GIVEN TEXT:
* BEGIN *

To: tejek who wrote (314313)12/7/2006 3:55:57 PM
From: Road Walker  Read Replies (1) | Respond to of 1576163
 
I've always suspected this...

Iraqi panel finds US underreported violence in Iraq

The Pentagon defended the US military's reporting of conditions in Iraq, after a major study by a bipartisan group concluded that US authorities have been systematically underreporting the violence there.

The Iraq Study Group said a careful review of reporting on one day in July 2006 brought to light 1,100 acts of violence rather than the 93 attacks or significant attacks reported by US authorities on that day.

In a report released Wednesday, the group said "there is significant underreporting of violence in Iraq."

"The standard for recording attacks acts as a filter to keep events out of reports and databases," it said.

"A murder of an Iraqi is not necessarily counted as an attack. If we cannot determine the source of a sectarian attack, that assault does not make it into the database. A roadside bomb or a rocket or a mortar attack that doesn't hurt US personnel doesn't count," the report said.

The group, which was led by former secretary of state James Baker and former representative Lee Hamilton, did not single out the military's reporting, nor did it accuse the government of deliberately underreporting the violence.

But it said: "Good policy is difficult to make when information is systematically collected in a way that minimizes its discrepancy with policy goals."

The report also faulted the Pentagon for not investing enough in people and resources to better understand the threats facing US forces in Iraq.

* END *

RECORDS PROVIDED:
* BEGIN *

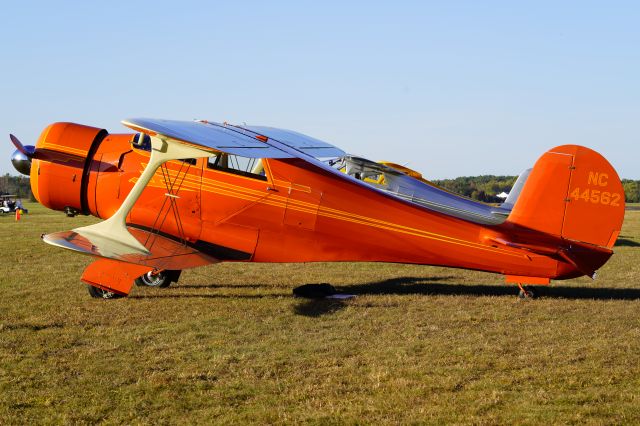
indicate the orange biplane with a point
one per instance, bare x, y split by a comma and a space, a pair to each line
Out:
181, 194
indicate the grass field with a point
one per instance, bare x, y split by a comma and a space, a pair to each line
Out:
229, 344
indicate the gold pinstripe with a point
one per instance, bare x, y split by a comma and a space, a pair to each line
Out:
63, 148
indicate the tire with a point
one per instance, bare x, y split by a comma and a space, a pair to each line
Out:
99, 293
162, 279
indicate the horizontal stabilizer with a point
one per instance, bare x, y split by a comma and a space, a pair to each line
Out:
164, 253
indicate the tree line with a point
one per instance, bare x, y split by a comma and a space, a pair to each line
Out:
16, 185
481, 188
485, 188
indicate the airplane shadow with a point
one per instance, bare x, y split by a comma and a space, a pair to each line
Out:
626, 242
427, 286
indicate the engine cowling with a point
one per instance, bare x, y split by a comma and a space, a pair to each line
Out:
60, 168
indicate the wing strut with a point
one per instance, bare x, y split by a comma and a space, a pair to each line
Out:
113, 231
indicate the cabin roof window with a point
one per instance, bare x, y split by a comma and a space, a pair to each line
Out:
243, 166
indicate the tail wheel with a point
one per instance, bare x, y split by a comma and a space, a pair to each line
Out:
99, 293
160, 279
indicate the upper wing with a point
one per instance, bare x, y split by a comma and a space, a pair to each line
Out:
311, 146
246, 141
215, 137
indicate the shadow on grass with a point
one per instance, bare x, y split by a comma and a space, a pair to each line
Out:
626, 242
426, 286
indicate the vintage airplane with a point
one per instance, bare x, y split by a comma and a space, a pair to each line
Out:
182, 194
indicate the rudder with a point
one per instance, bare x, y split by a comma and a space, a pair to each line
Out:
574, 193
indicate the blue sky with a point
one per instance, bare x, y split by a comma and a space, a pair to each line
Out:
450, 88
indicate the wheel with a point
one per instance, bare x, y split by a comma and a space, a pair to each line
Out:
526, 293
99, 293
162, 279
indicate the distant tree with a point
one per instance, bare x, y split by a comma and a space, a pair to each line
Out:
631, 190
18, 185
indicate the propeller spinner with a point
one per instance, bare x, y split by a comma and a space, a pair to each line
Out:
21, 157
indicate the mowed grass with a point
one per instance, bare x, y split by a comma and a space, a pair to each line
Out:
229, 343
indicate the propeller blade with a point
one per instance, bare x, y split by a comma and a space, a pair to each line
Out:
19, 146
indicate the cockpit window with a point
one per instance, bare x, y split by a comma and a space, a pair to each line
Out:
243, 166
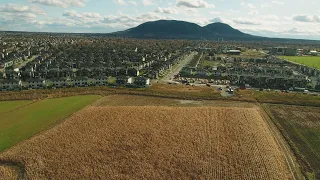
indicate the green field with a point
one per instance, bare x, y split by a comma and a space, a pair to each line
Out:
311, 61
301, 128
208, 63
25, 122
7, 106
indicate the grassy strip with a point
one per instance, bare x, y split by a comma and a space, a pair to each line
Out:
302, 137
23, 123
11, 105
311, 61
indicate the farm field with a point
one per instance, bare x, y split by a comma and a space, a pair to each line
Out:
311, 61
106, 141
131, 100
7, 106
25, 122
301, 126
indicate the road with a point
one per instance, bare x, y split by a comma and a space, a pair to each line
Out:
167, 78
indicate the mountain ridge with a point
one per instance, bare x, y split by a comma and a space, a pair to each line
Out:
175, 29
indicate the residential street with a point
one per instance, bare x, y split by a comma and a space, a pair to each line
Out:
167, 78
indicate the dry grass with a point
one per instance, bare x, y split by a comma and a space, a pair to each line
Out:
8, 173
154, 143
131, 100
301, 128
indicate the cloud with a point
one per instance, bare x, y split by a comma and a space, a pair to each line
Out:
278, 2
167, 10
133, 3
86, 15
216, 19
60, 3
147, 2
124, 21
194, 4
306, 18
246, 21
120, 2
15, 8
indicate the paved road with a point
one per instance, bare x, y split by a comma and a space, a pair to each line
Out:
178, 68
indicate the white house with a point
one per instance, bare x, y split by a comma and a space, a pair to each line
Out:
10, 85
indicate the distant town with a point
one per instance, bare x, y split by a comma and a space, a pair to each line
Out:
46, 61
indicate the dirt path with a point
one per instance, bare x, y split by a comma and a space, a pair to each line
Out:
290, 158
16, 167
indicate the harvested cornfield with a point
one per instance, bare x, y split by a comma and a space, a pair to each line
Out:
136, 100
154, 143
8, 172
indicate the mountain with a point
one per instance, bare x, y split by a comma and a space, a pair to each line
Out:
173, 29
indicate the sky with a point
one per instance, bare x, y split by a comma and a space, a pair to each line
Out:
278, 18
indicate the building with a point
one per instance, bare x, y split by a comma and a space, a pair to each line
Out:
142, 81
233, 52
122, 80
101, 81
284, 51
34, 83
8, 85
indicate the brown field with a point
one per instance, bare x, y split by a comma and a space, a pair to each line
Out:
154, 142
129, 100
8, 172
301, 128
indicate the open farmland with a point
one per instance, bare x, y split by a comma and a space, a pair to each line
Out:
23, 123
311, 61
7, 106
140, 100
154, 142
301, 127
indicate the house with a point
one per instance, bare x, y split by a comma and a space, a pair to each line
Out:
58, 82
233, 52
7, 85
80, 82
122, 80
34, 83
142, 81
101, 81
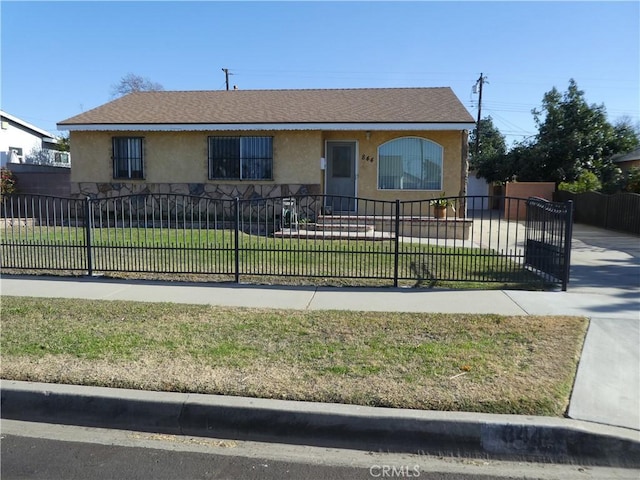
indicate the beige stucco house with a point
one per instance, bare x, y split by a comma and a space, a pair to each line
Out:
386, 144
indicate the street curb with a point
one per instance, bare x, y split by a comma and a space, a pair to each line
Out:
321, 424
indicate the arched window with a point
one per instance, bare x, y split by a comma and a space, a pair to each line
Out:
410, 163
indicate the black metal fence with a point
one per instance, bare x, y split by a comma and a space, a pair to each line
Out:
620, 211
315, 238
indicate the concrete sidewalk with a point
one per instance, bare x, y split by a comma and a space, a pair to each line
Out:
604, 286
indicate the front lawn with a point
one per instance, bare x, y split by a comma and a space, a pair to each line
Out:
481, 363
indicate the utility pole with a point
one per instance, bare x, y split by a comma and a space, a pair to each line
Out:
226, 76
478, 86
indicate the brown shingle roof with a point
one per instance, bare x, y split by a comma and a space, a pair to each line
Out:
371, 105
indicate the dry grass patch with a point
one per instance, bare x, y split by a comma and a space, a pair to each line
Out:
484, 363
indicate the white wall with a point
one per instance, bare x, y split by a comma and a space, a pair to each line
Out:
12, 135
478, 187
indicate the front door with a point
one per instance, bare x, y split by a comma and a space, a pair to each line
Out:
341, 176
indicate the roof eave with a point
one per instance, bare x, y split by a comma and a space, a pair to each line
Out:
346, 126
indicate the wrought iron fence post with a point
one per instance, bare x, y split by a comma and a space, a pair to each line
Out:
568, 233
237, 241
396, 256
87, 228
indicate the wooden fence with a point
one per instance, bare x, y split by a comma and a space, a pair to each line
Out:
620, 211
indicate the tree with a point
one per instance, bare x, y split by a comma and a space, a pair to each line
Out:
587, 182
134, 83
572, 135
489, 162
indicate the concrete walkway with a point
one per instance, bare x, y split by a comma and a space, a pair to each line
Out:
604, 286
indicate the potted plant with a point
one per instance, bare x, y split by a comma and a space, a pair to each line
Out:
440, 205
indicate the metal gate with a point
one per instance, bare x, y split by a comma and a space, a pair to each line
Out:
548, 241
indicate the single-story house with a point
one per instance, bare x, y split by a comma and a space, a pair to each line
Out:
376, 143
22, 142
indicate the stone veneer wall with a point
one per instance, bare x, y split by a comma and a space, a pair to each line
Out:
243, 191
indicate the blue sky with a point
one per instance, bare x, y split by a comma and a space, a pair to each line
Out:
62, 58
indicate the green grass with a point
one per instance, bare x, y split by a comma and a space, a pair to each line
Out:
211, 253
484, 363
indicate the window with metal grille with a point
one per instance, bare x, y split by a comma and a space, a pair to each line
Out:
241, 158
127, 157
410, 164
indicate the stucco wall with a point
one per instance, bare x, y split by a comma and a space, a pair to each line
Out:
367, 171
180, 158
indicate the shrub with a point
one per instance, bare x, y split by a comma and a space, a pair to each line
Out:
633, 180
8, 181
586, 182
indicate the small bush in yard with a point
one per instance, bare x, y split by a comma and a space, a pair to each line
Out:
8, 181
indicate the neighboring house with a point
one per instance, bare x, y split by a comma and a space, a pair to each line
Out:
21, 142
628, 161
384, 144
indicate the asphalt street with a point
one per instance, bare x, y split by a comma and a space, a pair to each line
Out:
51, 452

* END *

WHAT IS ASKED: Please pick up the text about the Iraq Study Group's findings on underreported violence and continue it from where it stops. The listing comes from a different source than the text about underreported violence in Iraq.

TASK ANSWER:
The group said it was told the Defense Intelligence Agency had only 10 analysts with more than two years' experience in analyzing the insurgency.

"They are not doing enough to map the insurgency, dissect it and understand it on a national and provincial level," the report said.

Pentagon spokesman Bryan Whitman would not address the specifics of the group's findings.

"The military can only report what they know, what they see, what they observe -- information that they obtain," he told reporters.

"But I can tell you there has been every effort within the bounds of operational security in providing the most accurate picture to the leadership of this country and the American people in terms of the challenges they face there, in terms of casualties," he said.

The Iraq Study Group's assessment that the situation in Iraq is "grave and deteriorating" contrasted with a stream of upbeat military reports of progress, which Defense Secretary Donald Rumsfeld often complained were being ignored by the media.